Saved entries

Start of Block

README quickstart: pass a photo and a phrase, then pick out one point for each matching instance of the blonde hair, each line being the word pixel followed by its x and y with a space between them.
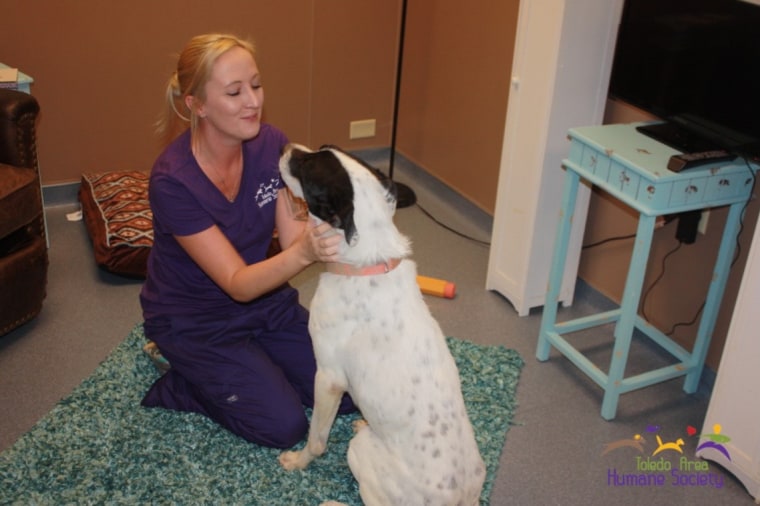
pixel 194 66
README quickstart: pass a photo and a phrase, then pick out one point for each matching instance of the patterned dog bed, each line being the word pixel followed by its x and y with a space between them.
pixel 118 218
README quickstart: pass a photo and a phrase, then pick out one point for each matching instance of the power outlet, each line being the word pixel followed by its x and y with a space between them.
pixel 362 129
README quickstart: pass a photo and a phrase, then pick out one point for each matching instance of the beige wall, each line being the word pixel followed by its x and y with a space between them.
pixel 100 70
pixel 455 86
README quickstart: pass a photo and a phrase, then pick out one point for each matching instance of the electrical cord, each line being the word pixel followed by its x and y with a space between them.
pixel 609 239
pixel 450 229
pixel 737 254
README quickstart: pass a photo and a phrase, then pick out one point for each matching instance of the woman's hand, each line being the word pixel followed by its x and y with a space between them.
pixel 322 242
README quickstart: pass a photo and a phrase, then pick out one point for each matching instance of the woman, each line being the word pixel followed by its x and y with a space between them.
pixel 216 305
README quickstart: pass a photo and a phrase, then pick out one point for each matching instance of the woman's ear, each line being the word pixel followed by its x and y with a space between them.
pixel 194 106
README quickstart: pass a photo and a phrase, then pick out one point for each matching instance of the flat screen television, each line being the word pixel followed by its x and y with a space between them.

End of Block

> [What is expected]
Keeping every word as it is, write out all the data and omit the pictures.

> [Task output]
README quickstart: pass a photo and a phrase, then pick out one point for each matching instance of the blonde hair, each line being the word pixel followed by its x and y with a space between them.
pixel 194 66
README quickstart: pass a photo and a phrase, then pick out one point for each matching instance of the patterned dog bed, each line being the word pixel followed by its x and y with a space between them.
pixel 118 218
README quickstart: pass a photo and a phrase, then pick out one point for each matching instance of the power outlet, each line being the word pixel followed by its x and y with a space between them.
pixel 362 129
README quickstart: pass a photo and a phrase, then pick out one point for each matching instance of the beige wall, each line being the word pixel followed by its x and y with a space between them.
pixel 100 70
pixel 455 86
README quickstart: pass a photo and a phrase, then pick out one point for each matching instance of the electrical cord, each line being the word pixel followed by its x and y with a space between them.
pixel 609 239
pixel 450 229
pixel 737 254
README quickstart: pass a photo and a phrase, then pick out one point for each matching instance of the woman's hand, each line being the word pixel followed by its x and y with a space between them.
pixel 322 242
README quickstart: pass a photo and a phrase, then pick out one point for each matching instance of the woman, each line being the word pixel followed by its x and y with a space between them.
pixel 216 305
README quickstart: pass a photo and a phrase, then pick out one point for each matching instance of the woman's ear, each line being the word pixel followed by its x and y with a space between them.
pixel 194 106
README quickstart: pass a photo and a phrase, then pick out one point for each matching instance of the flat screen television, each line being the word pixel followed by its x and y with a space between them.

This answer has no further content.